Zu erledigende Aufgaben
(a) Nenne alle Programmier- und Skriptsprachen, die in der Forendiskussion über das Klonen von Systemen namentlich vorkommen.
(b) Dupliziere aus der Forendiskussion über das Klonen von Systemen den Abschnitt von „Das war alles“ bis einschließlich „mich strafbar machen.“ wortgetreu.
(c) Womit erfolgte laut der Forendiskussion über das Klonen von Systemen die Erstinstallation früher, bevor der V2i Server von Powerquest dafür genutzt wurde?

Danach sollte es funktionieren...   :Wink: 

Hinweis 2: Ich hab das Phänomän bei XFS Partitionen, daß ich ein bereits geklontes System nicht nochmal klonen kann... weil mit Partimage dann einen Error beim Bitmap Block ausspuckt... Workaround dafür - Partition auf eine andere umkopieren, original neu formatieren und wieder zurückspielen - dann geht auch das klonen.

cheers,

----------

## sambatasse

Krasses Ding DANKE

----------

## rblock

 *bloodcount wrote:*   

> nun wäre es vielleicht noch schön, wenn du uns mitteilen könntest wie ihr das gemacht habt =)
> 
> Welche Progs / Befehle / Scripte o.ä. =)

 

Das war alles individuell programmiert.  :Smile: 

Und die ganze Software gehört natürlich der Bank und darf nicht weiter gegeben werden. Ich durfte es logischerweise noch nicht mal mit nach Hause nehmen.  :Smile:   Würde ich es doch tun, würde ich mich strafbar machen.

Ich kann Dir aber verraten, dass es auch ein langer Weg war vom OS/2 Warp 3 Cloning bis zur aktuellen Version die als Webanwendung mit C++ und C# programmiert war. Im aktuellen System kann man von jedem Browser aus die Verwaltung aufrufen (natürlich vorausgesetzt man hat dazu die Berechtigung  :Wink:   ), sich den Status der Systeme ansehen und die Installationen aufrufen. Die Erstinstallation geht über normales Multicast mit Netzboot per V2i Server von Powerquest (jetzt Symantec) und früher mit Ghost von Symantec (ja, nicht nur MS kauft seine Konkurrenz auf  :Wink:   ).

Nach der Betankung mit dem Image wurden, je nach Sofwarekonfiguration verschiedene Scripte gestartet, die je nach System z.B. in REXX oder MSI-Pakete sind.

Falls Du dies für eine Firma brauchst, kannst Du Dich an die  Sinius GmbH wenden. Da die Bank natürlich auch diese Abteilung ausgegliedert und letztendlich an SBS (Siemens Business Services) verkauft hat.

Anmerkende Grüße

----------

## rblock

 *sambatasse wrote:*   

> Dachte nur das die Offizelle Aussage von Microsoft und mein MCP reichen.

 

Logisch, denn die konnte oder können es selbst nicht.  :Wink:   Selbst viele andere Firmen waren nicht so weit wie das Engineering. Daher auch mein Hinweis auf die tolle andere Firma.  :Smile: 

Selbst andere Banken sind oder waren nicht so weit. Es gab auch andere Externe Mitarbeiter dort, die vorher bei anderen Banken (z.B. Fiduzia, oder wie das geschrieben wird, von den Volksbanken) gearbeitet hatten und dies immer wieder bestätigen konnten, ebenso wie die Mitarbeiter von SBS. Als SBS so langsam die Führung übernahm, haben sie zugegeben, dass das Sahnestück des Unternehmens war, da es in dieser Automationsstufe einmalig war. Sie wollten das natürlich haben, um damit auch anderen Unterehmen ihre Dienste verkaufen zu können.  :Smile: 

Aber auch dort musste gespart werden und daher bin ich nun schon gut ein Jahr nicht mehr bei dem Haufen.  :Wink: 

 *sambatasse wrote:*   

> Aber naja muss ich mich woll geirrt haben.

Gezeigtes Material
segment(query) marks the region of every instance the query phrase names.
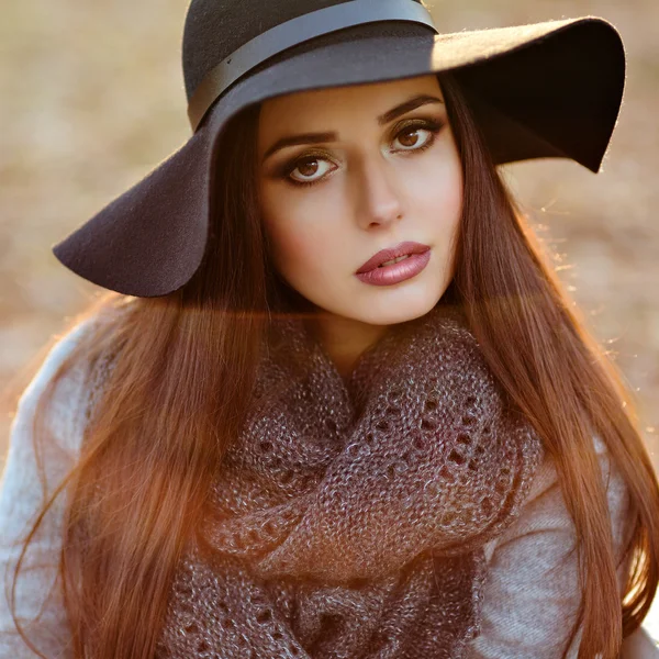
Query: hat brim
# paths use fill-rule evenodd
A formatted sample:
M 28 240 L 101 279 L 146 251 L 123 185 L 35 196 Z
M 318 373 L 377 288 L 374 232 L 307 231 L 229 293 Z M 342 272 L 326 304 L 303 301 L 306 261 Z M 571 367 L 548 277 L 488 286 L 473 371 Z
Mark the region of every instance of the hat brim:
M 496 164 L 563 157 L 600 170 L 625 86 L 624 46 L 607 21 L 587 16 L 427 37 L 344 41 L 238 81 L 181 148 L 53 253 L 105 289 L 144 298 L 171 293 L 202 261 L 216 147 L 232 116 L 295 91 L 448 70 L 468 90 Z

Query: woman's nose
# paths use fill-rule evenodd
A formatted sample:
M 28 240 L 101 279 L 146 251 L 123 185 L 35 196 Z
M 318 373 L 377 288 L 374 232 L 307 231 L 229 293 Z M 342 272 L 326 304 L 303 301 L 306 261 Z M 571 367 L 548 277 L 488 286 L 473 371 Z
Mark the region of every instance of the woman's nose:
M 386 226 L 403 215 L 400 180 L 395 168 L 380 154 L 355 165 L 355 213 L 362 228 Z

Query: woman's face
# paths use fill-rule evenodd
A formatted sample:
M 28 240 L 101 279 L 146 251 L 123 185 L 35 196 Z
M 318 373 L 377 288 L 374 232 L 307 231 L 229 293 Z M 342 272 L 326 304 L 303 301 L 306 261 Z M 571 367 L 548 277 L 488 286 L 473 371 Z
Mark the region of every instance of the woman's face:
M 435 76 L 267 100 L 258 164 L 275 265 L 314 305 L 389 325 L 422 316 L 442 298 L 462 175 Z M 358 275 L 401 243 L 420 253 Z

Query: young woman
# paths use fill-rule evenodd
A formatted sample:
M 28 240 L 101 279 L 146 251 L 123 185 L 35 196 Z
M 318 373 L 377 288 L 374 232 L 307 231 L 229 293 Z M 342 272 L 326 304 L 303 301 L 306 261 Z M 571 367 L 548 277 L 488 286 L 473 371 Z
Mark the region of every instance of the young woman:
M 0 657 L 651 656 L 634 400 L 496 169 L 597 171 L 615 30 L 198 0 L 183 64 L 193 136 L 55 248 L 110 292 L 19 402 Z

---

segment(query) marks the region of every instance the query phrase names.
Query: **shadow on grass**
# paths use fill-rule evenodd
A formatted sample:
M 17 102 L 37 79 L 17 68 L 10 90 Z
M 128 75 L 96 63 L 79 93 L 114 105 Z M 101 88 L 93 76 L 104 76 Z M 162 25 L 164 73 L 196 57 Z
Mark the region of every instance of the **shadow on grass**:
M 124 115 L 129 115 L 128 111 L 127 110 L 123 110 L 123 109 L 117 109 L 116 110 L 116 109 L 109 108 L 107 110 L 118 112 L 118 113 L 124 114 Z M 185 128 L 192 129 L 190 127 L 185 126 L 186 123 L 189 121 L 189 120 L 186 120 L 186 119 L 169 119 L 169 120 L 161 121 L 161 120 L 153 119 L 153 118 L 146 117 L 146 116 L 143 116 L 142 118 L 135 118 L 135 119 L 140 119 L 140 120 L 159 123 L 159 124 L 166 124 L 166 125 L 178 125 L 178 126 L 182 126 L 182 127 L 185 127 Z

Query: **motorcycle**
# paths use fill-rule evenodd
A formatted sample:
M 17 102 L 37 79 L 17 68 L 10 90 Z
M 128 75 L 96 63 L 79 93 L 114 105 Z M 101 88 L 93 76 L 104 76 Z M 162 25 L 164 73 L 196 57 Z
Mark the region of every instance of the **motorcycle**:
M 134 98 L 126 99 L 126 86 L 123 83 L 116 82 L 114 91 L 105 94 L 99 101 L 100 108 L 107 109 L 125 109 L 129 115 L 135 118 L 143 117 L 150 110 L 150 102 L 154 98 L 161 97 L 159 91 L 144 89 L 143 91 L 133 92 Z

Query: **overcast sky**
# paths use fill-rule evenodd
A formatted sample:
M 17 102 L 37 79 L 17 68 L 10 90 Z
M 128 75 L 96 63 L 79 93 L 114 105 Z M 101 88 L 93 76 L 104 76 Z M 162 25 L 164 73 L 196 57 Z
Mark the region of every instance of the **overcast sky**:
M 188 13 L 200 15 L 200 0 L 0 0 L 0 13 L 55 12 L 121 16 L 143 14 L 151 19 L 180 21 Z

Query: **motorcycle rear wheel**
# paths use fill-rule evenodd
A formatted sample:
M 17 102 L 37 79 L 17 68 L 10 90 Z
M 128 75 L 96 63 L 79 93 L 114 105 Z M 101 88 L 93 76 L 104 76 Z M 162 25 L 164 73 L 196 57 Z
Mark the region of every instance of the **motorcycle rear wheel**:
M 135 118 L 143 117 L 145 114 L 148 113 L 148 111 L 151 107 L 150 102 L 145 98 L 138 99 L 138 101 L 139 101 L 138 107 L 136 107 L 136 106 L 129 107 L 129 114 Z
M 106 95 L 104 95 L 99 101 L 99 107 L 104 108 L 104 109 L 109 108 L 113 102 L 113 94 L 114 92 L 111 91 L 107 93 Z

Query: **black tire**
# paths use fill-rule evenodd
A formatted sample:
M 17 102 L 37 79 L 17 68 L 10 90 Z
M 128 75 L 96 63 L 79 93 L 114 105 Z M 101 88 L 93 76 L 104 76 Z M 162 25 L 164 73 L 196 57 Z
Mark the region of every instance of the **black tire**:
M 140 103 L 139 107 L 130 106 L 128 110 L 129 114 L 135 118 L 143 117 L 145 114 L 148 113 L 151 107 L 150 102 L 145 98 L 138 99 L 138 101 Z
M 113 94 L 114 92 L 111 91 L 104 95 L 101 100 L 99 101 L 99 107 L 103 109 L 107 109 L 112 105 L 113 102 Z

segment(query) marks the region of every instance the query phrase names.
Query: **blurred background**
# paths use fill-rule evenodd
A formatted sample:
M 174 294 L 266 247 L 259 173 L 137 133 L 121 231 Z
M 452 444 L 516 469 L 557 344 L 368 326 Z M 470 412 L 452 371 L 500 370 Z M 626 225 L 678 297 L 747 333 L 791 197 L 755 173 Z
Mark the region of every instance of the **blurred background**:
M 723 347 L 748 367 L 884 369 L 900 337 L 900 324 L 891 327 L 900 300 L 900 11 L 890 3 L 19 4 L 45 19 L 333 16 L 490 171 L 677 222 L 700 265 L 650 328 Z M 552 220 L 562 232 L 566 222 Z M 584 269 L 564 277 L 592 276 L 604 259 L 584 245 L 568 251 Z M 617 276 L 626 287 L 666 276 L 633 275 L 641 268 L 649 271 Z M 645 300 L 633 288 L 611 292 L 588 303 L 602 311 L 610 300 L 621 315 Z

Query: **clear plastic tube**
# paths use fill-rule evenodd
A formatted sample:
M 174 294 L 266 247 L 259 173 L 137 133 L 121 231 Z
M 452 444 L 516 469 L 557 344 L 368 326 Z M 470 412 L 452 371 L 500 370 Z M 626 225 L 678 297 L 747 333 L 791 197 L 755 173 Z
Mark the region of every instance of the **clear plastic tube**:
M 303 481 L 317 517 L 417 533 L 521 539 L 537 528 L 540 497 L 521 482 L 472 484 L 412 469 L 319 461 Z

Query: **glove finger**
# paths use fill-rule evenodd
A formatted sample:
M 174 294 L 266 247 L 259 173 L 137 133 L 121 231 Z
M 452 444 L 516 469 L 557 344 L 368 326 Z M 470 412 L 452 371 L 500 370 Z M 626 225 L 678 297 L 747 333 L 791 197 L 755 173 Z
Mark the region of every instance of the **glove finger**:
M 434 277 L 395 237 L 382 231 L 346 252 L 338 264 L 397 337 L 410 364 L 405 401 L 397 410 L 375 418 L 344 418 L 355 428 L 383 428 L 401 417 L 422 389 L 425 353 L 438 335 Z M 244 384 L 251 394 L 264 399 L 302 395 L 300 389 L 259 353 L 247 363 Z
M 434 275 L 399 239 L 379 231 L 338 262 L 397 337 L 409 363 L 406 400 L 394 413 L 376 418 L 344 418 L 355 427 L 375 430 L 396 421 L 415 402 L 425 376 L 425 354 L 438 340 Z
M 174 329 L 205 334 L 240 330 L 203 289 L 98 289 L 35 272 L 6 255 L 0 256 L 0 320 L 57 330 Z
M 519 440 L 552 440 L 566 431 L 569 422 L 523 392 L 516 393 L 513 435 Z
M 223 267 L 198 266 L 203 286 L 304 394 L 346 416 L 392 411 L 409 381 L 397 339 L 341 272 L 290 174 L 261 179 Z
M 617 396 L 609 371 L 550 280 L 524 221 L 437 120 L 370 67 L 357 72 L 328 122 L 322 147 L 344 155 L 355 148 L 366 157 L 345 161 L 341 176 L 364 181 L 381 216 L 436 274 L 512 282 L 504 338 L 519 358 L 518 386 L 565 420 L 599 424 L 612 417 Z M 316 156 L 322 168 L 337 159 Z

Ergebnisse
(a) C++, C#, REXX

(b)
Das war alles individuell programmiert.  :Smile: 

Und die ganze Software gehört natürlich der Bank und darf nicht weiter gegeben werden. Ich durfte es logischerweise noch nicht mal mit nach Hause nehmen.  :Smile:   Würde ich es doch tun, würde ich mich strafbar machen.

(c) Mit Ghost von Symantec.